Mastering SIEM: From Planning to Implementing and Managing

Introduction to SIEM

Is it pronounced ‘sim’, ‘seem’, or ‘s-i-e-m’’? I’m pulling for ‘sim’, but we’ll be diving in much deeper than just how to pronounce this acronym. There are numerous articles, blog posts, solution provider writeups, and many other resources out there surrounding SIEM solutions, but we’re here to help demystify this topic, look at it from a technical and more managerial aspect, and discuss a few helpful notes that I wish I knew instead of struggling through them myself so we can all master the SIEM.

What is a SIEM?

We’ll start off by breaking down the acronym of SIEM into Security Information and Event Management. The very high-level of this type of tool is a solution that monitors assets and resources of all types throughout your entire environment for security information and events, and it pulls this data into a centralized location. This means events and information from firewalls, applications, databases, active directory, servers, and more are all collected and sent to one, centralized solution.

Why is this Beneficial?

Correlation - With all events and security information being sent to, and stored, in one location, activity can be easily correlated across the environment. For example, if you need to track a specific user account throughout the environment, you can head over to your SIEM solution and see where all this user account logged in from, where it logged in to, what activity was it involved with, and so much more.

Quicker Detection - Building off the previous point, the ease of correlation and automated analysis allows for a much quicker detection of potential incidents. To put this into perspective, one failed logon to one computer may not be concerning, but if you have a SIEM in place, you might see that there was actually one user who has failed logins to hundreds of workstations and critical servers in the last 20 minutes which now might seem like a much bigger concern.

Provided data |
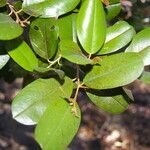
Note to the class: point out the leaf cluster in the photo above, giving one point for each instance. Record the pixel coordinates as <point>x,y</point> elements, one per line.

Tasks |
(1) According to the SIEM article, what does the acronym SIEM stand for?
(2) Rename "SIEM" to "SEM" throughout the SIEM article, between "Mastering SIEM: From" and "master the SIEM.", inclusive, and give that passage again.

Responses in order |
(1) Security Information and Event Management

(2)
Mastering SEM: From Planning to Implementing and Managing

Introduction to SEM

Is it pronounced ‘sim’, ‘seem’, or ‘s-i-e-m’’? I’m pulling for ‘sim’, but we’ll be diving in much deeper than just how to pronounce this acronym. There are numerous articles, blog posts, solution provider writeups, and many other resources out there surrounding SEM solutions, but we’re here to help demystify this topic, look at it from a technical and more managerial aspect, and discuss a few helpful notes that I wish I knew instead of struggling through them myself so we can all master the SEM.